#### [AIM OF THE TASK]
Rewrite everything from "My question for" down to "above data?" in the message thread below, putting "RabbitMQ" wherever "RMQ" appears.

#### [PASSAGE TO READ]
------
My question for you is - why does the RMQ memory jump up by about 5-6 GB,
when a single message of ~15MB is published to be fanned out to ~500
queues. Do you think my analysis of why RMQ crashes is on the mark? In
addition, does anything else strike you as unusual or interesting in the
above data?
Regards
Kapil
On 4/15/15, 8:43 PM, "Michael Klishin" <
mkli...@pivotal.io> wrote:
> On 16 April 2015 at 04:41:09, Kapil Goyal (
goy...@vmware.com) wrote:
>> Trouble is that when broker gets
>> into this state, rabbitmqctl stops responding and I cannot get
>> any
>> information, for example the list of queues or the report. How
>> do you
>> recommend I go about troubleshooting this?
------
#### [ENTRIES PROVIDED]
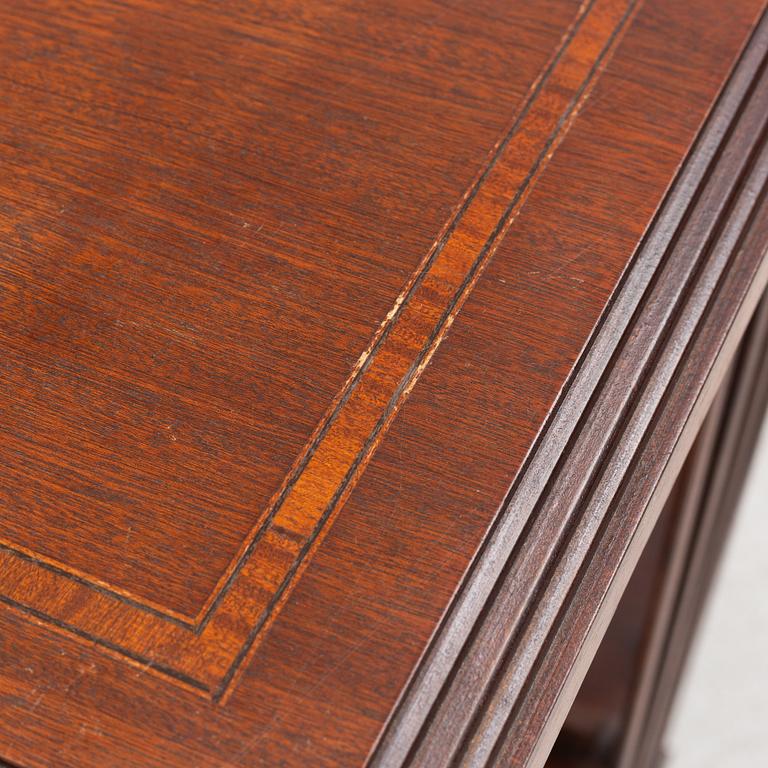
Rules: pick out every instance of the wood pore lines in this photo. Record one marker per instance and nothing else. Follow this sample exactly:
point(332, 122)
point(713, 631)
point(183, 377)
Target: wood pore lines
point(209, 654)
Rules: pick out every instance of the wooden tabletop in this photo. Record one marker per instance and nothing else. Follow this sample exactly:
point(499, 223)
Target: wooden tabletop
point(347, 351)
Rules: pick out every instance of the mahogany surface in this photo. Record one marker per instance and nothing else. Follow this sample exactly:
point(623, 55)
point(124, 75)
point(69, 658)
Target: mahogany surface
point(350, 353)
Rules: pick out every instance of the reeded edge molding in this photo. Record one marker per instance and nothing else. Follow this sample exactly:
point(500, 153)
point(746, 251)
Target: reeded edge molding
point(406, 739)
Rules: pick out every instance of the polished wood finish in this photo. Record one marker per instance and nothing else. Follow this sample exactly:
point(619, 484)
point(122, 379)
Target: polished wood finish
point(351, 352)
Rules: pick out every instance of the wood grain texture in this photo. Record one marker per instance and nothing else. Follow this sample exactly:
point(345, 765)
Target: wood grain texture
point(286, 315)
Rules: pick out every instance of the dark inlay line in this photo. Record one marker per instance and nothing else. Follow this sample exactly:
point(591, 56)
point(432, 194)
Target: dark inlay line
point(404, 382)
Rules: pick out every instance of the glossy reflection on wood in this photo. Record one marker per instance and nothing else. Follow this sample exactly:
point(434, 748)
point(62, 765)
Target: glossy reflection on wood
point(291, 296)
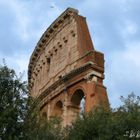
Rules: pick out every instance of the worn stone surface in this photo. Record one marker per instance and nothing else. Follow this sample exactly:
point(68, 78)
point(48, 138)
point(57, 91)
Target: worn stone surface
point(65, 68)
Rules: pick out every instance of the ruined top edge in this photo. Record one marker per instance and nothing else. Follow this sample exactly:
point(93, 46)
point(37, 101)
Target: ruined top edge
point(67, 11)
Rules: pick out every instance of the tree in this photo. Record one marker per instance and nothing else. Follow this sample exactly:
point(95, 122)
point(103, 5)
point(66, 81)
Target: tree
point(13, 104)
point(122, 123)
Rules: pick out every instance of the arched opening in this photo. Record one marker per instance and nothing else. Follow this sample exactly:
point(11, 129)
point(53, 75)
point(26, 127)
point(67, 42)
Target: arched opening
point(58, 109)
point(78, 101)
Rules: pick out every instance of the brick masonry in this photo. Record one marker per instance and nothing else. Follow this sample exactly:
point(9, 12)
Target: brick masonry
point(65, 68)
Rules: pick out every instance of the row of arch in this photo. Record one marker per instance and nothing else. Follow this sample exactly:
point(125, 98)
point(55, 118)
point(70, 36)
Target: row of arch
point(77, 102)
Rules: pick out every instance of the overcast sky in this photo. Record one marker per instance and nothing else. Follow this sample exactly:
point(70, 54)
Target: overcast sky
point(114, 26)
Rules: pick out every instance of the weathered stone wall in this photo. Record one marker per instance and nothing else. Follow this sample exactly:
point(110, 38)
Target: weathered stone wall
point(64, 68)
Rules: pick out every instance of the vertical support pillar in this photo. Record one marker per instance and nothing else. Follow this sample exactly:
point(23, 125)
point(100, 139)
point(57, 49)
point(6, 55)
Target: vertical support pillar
point(65, 112)
point(48, 111)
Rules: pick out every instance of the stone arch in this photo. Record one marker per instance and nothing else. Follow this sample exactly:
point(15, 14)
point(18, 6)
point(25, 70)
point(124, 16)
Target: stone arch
point(76, 99)
point(57, 109)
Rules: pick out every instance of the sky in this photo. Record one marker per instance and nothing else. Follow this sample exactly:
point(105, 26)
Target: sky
point(114, 27)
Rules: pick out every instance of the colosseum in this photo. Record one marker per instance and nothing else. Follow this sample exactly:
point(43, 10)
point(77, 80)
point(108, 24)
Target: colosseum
point(65, 72)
------
#### [IN RESPONSE]
My question for you is - why does the RabbitMQ memory jump up by about 5-6 GB,
when a single message of ~15MB is published to be fanned out to ~500
queues. Do you think my analysis of why RabbitMQ crashes is on the mark? In
addition, does anything else strike you as unusual or interesting in the
above data?